Beginning on January 18, 2011, Mann has co-hosted the weekly Back to Work podcast with Dan Benjamin on 5by5, where they discuss subjects like productivity, work life, and true costs of doing business. In September 2011, Mann launched Roderick on the Line, a weekly conversation with musician/writer John Roderick.

In May 2015, Mann and technology blogger Jim Dalrymple started The Dalrymple Report podcast, more recently presented as "The Dalrymple Report with Merlin Mann", which continued through its 32nd episode on September 15, 2015. In June 2015, Mann began a 10 podcast series with John Siracusa in collaboration with Relay FM called Reconcilable Differences, which has since been extended. In October 2016, Mann began a podcast titled Do By Friday with Alex Cox and Max Temkin. The show continued after Temkin's June 2020 departure.

Mann has also appeared as a guest on other podcasts, including the CBC radio show-podcast Spark, The Chronicle of Higher Educations ProfHacker, Scruffy Thinking, CMD+SPACE, and various episodes of Dan Benjamin's The Conversation.

=== Reception and influence ===
Mann became associated with the mid-2000s "life hacking" and personal-productivity movement that grew up around technology blogging. He was quoted in journalist Clive Thompson's October 2005 New York Times Magazine feature on the movement, "Meet the Life Hackers". Writer Cal Newport later characterized Mann as a spokesperson of the tech-driven self-improvement movement of that era, writing that his blog 43 Folders offered knowledge workers a path through information overload.

Mann's productivity writing was credited as an influence by figures outside the technology world. In a 2008 Slate article on presidential productivity, political journalist John Dickerson wrote that he had adopted Mann's approach to managing email and quoted his advice; Dickerson later referenced Mann in his 2020 book on the U.S. presidency, The Hardest Job in the World. Actor and comedian Rob Corddry discussed Mann's work and his own use of Mac productivity tools during a 2012 Macworld panel appearance alongside Mann.

* RECORD EXCERPTS

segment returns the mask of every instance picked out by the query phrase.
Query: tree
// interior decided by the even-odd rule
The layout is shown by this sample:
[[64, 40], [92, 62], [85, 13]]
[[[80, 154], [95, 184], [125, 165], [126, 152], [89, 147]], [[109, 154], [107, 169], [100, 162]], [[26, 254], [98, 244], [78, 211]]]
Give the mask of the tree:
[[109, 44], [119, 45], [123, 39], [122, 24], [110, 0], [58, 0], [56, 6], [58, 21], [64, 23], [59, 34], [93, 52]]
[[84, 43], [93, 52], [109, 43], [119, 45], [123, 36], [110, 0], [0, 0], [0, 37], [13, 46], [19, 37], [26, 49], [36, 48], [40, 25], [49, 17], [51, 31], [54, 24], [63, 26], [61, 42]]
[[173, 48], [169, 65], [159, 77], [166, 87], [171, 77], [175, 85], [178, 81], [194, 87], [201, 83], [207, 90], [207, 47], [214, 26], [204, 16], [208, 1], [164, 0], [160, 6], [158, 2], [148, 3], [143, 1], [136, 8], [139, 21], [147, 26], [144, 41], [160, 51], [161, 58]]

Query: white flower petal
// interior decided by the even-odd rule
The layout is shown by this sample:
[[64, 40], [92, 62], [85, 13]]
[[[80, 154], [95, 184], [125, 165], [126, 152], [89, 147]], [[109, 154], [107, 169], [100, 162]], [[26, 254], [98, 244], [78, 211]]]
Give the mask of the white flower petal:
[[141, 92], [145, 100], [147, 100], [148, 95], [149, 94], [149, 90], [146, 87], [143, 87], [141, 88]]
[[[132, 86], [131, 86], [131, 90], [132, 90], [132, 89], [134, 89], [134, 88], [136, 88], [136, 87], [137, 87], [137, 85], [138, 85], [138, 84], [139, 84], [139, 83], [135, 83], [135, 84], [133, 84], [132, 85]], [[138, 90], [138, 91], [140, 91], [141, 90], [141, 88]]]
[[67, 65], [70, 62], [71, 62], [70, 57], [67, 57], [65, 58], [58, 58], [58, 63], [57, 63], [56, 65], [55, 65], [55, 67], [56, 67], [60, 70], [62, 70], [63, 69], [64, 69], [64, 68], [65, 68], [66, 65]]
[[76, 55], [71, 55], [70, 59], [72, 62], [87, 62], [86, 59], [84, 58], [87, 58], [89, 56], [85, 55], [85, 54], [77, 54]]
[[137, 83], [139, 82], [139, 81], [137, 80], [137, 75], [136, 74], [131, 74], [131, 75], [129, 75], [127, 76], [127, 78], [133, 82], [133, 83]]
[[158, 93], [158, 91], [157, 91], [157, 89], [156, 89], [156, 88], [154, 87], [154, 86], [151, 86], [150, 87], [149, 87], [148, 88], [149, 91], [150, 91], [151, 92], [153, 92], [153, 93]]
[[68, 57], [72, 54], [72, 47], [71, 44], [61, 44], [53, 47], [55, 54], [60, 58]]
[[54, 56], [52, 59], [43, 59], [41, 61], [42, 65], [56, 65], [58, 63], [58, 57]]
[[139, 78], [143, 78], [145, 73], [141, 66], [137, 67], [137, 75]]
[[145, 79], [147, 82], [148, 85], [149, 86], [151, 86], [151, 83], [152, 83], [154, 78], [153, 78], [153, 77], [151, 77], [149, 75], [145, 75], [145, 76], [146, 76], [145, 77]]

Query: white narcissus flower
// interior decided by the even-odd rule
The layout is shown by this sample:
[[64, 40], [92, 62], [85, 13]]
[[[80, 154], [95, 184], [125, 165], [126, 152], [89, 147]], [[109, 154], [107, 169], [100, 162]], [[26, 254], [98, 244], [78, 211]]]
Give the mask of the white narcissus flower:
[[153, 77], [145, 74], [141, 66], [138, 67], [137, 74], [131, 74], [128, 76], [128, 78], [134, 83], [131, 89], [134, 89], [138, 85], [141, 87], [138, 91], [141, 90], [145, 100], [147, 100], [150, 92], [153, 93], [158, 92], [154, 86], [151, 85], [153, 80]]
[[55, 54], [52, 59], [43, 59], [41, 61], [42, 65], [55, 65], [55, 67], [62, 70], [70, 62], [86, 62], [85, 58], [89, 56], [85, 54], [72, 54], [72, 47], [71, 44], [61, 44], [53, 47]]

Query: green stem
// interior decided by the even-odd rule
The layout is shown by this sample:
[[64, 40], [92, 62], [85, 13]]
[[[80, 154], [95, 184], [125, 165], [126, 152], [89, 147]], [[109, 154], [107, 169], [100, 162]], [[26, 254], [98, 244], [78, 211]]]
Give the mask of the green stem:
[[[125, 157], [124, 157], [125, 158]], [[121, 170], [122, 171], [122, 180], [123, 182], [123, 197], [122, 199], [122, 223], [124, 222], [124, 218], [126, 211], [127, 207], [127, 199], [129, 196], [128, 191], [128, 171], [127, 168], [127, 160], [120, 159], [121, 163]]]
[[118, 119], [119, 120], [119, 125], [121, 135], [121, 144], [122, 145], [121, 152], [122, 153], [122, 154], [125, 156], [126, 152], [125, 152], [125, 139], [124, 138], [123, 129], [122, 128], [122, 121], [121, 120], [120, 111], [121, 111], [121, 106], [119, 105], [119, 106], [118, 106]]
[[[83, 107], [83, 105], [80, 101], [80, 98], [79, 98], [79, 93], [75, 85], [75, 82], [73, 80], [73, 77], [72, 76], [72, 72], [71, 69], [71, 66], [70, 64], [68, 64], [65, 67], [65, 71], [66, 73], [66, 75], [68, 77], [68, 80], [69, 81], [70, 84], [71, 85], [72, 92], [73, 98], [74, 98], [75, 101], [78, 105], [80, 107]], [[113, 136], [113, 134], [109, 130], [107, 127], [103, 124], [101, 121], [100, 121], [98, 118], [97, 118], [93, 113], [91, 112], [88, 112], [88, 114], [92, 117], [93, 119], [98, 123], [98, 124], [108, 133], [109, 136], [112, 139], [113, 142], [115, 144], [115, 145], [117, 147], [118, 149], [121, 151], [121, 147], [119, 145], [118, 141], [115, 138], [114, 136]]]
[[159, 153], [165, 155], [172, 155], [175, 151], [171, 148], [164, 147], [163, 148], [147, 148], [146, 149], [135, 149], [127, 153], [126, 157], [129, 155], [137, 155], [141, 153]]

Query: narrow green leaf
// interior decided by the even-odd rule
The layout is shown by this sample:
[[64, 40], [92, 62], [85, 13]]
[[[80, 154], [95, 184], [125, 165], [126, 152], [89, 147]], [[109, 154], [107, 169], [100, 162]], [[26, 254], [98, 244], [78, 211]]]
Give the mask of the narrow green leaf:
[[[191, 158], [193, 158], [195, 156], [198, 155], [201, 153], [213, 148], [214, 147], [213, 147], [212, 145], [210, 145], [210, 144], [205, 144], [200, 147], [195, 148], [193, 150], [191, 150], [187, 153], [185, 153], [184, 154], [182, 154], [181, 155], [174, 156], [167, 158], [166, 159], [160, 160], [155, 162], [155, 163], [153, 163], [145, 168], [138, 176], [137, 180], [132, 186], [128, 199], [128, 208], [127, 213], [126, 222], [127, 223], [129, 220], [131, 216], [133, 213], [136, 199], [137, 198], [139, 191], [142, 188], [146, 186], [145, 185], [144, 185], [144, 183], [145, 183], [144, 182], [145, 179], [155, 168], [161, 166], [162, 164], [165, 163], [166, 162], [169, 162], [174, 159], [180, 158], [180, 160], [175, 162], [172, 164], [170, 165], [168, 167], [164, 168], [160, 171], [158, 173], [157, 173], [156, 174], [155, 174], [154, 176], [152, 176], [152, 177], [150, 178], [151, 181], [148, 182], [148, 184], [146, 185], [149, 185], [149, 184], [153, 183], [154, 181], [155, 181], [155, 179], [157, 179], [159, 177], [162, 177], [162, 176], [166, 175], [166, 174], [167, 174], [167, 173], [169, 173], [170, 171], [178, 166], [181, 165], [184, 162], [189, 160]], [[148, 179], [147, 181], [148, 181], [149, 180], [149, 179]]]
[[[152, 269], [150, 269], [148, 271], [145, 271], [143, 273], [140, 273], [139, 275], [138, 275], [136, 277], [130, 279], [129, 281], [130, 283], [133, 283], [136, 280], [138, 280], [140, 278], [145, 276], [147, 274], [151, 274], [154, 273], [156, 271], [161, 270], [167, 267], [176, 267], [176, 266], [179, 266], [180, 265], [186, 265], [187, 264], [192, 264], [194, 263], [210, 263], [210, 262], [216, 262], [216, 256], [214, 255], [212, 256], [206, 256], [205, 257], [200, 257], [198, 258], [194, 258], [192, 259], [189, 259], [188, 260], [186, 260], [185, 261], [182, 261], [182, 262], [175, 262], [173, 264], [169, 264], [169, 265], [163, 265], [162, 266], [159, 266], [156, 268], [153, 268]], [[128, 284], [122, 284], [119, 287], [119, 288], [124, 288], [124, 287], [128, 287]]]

* TASKS TO PERFORM
• A. From the text on Merlin Mann, transcribe the portion starting with "Mann's productivity writing" and going on through "appearance alongside Mann.".
• B. Answer these questions using the text on Merlin Mann:
(i) With whom did Mann begin Roderick on the Line, and in what month and year?
(ii) What was the title of Clive Thompson's October 2005 New York Times Magazine feature in which Mann was quoted?
(iii) In what year did John Dickerson's Slate article on presidential productivity appear?
• C. According to the text on Merlin Mann, how was Mann's productivity writing credited as an influence by figures outside the technology world? Answer in one to three sentences.

* RESPONSES IN ORDER
• A.
Mann's productivity writing was credited as an influence by figures outside the technology world. In a 2008 Slate article on presidential productivity, political journalist John Dickerson wrote that he had adopted Mann's approach to managing email and quoted his advice; Dickerson later referenced Mann in his 2020 book on the U.S. presidency, The Hardest Job in the World. Actor and comedian Rob Corddry discussed Mann's work and his own use of Mac productivity tools during a 2012 Macworld panel appearance alongside Mann.

• B.
(i) Musician/writer John Roderick, in September 2011.
(ii) "Meet the Life Hackers."
(iii) 2008.

• C. Political journalist John Dickerson wrote in a 2008 Slate article that he had adopted Mann's approach to managing email, and he later referenced Mann in his 2020 book The Hardest Job in the World. Actor and comedian Rob Corddry discussed Mann's work and his own use of Mac productivity tools during a 2012 Macworld panel appearance alongside Mann.